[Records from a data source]
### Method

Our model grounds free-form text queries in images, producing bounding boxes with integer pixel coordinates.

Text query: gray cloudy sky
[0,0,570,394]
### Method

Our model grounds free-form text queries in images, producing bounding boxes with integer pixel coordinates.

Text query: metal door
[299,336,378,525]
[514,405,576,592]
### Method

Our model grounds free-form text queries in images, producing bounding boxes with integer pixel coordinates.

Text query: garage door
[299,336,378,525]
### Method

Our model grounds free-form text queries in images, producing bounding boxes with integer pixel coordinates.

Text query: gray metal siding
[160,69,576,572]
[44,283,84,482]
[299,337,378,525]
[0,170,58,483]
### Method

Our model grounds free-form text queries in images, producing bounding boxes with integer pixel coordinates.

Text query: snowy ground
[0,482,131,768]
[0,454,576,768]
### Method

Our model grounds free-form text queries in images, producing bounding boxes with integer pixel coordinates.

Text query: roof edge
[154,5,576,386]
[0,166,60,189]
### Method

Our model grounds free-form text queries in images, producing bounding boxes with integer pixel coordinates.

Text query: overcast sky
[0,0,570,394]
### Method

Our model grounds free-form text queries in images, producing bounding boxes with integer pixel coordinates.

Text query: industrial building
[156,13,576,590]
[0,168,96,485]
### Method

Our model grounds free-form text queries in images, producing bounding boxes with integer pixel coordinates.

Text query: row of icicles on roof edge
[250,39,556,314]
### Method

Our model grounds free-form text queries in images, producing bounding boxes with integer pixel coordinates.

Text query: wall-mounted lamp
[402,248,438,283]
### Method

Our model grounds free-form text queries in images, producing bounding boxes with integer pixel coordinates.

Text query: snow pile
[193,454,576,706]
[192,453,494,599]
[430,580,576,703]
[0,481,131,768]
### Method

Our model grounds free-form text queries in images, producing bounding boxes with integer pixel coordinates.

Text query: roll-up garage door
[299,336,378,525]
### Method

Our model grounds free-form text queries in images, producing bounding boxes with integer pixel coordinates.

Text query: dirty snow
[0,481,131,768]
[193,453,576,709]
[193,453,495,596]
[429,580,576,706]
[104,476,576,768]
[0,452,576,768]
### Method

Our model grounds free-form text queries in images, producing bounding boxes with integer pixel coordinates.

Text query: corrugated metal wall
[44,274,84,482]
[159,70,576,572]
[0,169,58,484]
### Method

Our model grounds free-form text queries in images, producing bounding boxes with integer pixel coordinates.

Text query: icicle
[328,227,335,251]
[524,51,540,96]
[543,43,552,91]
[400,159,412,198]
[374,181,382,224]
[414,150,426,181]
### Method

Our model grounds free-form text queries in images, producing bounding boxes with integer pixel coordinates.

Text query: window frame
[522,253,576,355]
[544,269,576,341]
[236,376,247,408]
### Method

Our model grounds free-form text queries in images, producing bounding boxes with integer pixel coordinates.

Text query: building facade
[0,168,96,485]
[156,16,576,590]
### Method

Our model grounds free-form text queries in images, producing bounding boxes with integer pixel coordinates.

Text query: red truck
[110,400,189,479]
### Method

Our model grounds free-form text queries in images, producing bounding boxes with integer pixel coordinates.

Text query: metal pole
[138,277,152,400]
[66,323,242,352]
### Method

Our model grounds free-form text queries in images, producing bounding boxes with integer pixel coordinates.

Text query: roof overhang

EXERCISE PROMPT: Show each line in the entries above that contains the word "gray".

RESPONSE TO THIS TASK:
Text query: gray cloudy sky
Text query: gray metal siding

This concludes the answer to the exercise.